--- start Data for this exercise ---
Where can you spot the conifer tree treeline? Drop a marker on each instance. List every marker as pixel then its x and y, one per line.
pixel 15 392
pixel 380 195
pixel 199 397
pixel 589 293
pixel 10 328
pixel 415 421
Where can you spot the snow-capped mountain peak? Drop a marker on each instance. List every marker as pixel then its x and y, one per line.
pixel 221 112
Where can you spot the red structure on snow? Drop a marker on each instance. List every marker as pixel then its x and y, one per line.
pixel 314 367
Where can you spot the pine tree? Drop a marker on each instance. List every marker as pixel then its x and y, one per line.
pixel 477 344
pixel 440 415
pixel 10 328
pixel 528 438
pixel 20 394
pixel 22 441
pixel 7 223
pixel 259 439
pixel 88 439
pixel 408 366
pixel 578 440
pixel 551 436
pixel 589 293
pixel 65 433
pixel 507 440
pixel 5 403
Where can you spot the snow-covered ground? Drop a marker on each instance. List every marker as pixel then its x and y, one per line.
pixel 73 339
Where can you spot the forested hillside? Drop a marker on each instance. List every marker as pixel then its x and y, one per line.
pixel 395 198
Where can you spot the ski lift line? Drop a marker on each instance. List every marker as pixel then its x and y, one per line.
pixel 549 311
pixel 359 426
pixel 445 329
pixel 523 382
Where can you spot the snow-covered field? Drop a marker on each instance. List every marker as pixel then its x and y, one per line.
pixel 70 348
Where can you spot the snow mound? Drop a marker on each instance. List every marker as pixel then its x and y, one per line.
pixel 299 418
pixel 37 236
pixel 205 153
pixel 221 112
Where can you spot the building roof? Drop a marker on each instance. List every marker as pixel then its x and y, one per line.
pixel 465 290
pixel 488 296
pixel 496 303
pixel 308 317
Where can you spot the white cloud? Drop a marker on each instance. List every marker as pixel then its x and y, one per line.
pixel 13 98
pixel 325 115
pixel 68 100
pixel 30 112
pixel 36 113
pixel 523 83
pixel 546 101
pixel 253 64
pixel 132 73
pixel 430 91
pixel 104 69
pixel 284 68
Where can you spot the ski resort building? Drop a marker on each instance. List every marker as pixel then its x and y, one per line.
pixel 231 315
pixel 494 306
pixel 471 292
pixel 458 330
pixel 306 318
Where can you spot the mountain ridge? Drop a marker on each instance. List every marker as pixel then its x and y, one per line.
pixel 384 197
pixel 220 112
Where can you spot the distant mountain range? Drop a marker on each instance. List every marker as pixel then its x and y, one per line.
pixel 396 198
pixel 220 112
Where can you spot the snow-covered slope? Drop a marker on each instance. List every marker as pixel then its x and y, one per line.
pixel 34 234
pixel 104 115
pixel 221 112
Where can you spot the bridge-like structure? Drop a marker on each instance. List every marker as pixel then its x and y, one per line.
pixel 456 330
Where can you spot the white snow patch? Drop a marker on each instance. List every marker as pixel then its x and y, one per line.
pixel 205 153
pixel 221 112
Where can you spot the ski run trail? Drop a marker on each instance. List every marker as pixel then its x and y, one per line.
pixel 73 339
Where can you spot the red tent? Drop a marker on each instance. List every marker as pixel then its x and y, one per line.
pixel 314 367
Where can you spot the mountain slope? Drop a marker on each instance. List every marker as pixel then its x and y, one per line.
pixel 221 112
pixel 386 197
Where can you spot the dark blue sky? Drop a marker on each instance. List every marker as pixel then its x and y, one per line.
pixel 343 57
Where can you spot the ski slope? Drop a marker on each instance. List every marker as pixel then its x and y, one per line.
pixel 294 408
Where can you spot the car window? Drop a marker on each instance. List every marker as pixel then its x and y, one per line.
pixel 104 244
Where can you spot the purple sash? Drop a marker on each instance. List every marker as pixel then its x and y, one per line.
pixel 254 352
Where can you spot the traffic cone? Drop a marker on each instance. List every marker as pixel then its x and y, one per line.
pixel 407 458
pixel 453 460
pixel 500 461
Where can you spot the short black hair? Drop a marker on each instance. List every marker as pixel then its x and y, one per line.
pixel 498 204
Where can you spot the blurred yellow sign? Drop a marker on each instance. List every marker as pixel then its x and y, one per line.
--- end Data for this exercise ---
(Stated goal) Express every line of the listing above as a JSON list of strings, one string per line, and leave out any blank lines.

(Task solution)
[
  "Where can you spot the conifer tree treeline? Drop a marker on each instance. List every marker as pixel then its x and y, one per line.",
  "pixel 15 392",
  "pixel 380 195",
  "pixel 199 397",
  "pixel 589 293",
  "pixel 10 328",
  "pixel 415 421",
  "Where can you spot the snow-capped mountain peak? Drop a marker on each instance. List every marker as pixel then its x and y, one per line.",
  "pixel 221 112",
  "Where can you spot the red structure on snow? Drop a marker on each instance. List every marker as pixel then its x and y, one per line.",
  "pixel 314 367",
  "Where can you spot the pine tree? Drop a marker on each instance. List every marker as pixel then its x and y, one per line.",
  "pixel 477 344",
  "pixel 440 415",
  "pixel 10 328",
  "pixel 528 438",
  "pixel 20 394",
  "pixel 22 441",
  "pixel 7 223",
  "pixel 259 439",
  "pixel 88 439",
  "pixel 408 366",
  "pixel 578 440",
  "pixel 551 436",
  "pixel 589 293",
  "pixel 65 433",
  "pixel 507 440",
  "pixel 5 403",
  "Where can you spot the snow-covered ground? Drop a marker on each instance. List every marker as pixel then its x and y, one per line.",
  "pixel 73 339",
  "Where can you spot the forested hillside? Drop a marker on each instance. List every marker as pixel then its x and y, one per line.",
  "pixel 395 198",
  "Where can you spot the ski lift line? Drop a marker on each instance. List every marker as pixel then its x and y, one per line.",
  "pixel 549 311",
  "pixel 359 426",
  "pixel 445 329",
  "pixel 523 382",
  "Where can you spot the snow-covered field? Drop a marker on each instance. List every marker as pixel then its x and y, one per line.",
  "pixel 70 348",
  "Where can you spot the snow mound? Drop a marker on each instance. List every marker as pixel then its x and y, one per line.",
  "pixel 299 418",
  "pixel 37 236",
  "pixel 205 153",
  "pixel 221 112",
  "Where can you spot the building roof? Drop a marker on each instance. List every marker as pixel then its x and y, one per line.",
  "pixel 465 290",
  "pixel 488 296",
  "pixel 496 303",
  "pixel 308 317",
  "Where can you spot the white cloud? Drop a marker on each instance. List every marker as pixel then its x and y, one per line.",
  "pixel 13 98",
  "pixel 325 115",
  "pixel 68 100",
  "pixel 30 112",
  "pixel 36 113",
  "pixel 523 83",
  "pixel 546 101",
  "pixel 253 64",
  "pixel 132 73",
  "pixel 430 91",
  "pixel 104 69",
  "pixel 284 68",
  "Where can you spot the ski resort building? Drop a marker on each instance. List every marker as pixel then its x and y, one per line.",
  "pixel 231 315",
  "pixel 494 306",
  "pixel 471 292",
  "pixel 458 330",
  "pixel 306 318",
  "Where can you spot the mountain ridge? Drop a marker on each instance. List every marker as pixel then its x and y, one per line.",
  "pixel 384 197",
  "pixel 220 112",
  "Where can you spot the distant mountain range? Drop a marker on each instance. List every marker as pixel then its x and y, one per line.",
  "pixel 396 198",
  "pixel 220 112",
  "Where can you spot the snow-covered slope? Drop a marker on each instance. List every marker as pixel then its x and y, one per line.",
  "pixel 34 234",
  "pixel 104 115",
  "pixel 221 112",
  "Where can you spot the bridge-like structure? Drop a marker on each instance. List every marker as pixel then its x and y, one per line.",
  "pixel 456 330",
  "Where can you spot the white snow patch? Drop a marker on each instance. List every marker as pixel then its x and y, one per line.",
  "pixel 205 153",
  "pixel 221 112",
  "Where can you spot the ski run trail? Drop a marker on each instance. List every marker as pixel then its x and y, one per line.",
  "pixel 73 339",
  "Where can you spot the red tent? Drop a marker on each instance. List every marker as pixel then its x and y, one per line.",
  "pixel 314 367",
  "Where can you spot the mountain slope? Drop a marker on each instance. List every marker as pixel then its x and y, one per line.",
  "pixel 221 112",
  "pixel 386 197",
  "Where can you spot the dark blue sky? Drop a marker on each instance. List every marker as pixel then its x and y, one per line.",
  "pixel 343 57",
  "Where can you spot the ski slope? Drop a marker on each instance. List every marker as pixel then its x and y, one per line.",
  "pixel 294 408",
  "Where can you spot the car window? Drop a marker on each instance. List every marker as pixel then its x and y, one per line.",
  "pixel 104 244",
  "Where can you spot the purple sash? Drop a marker on each instance. List every marker as pixel then its x and y, one per line.",
  "pixel 254 352",
  "Where can you spot the traffic cone? Drop a marker on each instance. List every marker as pixel then its x and y, one per line.",
  "pixel 407 458",
  "pixel 453 460",
  "pixel 500 461",
  "Where can you spot the short black hair? Drop a marker on each instance. List every marker as pixel then its x and y, one per line.",
  "pixel 498 204",
  "Where can you spot the blurred yellow sign? Drop a marker on each instance. List every marker as pixel then its x and y, one per line."
]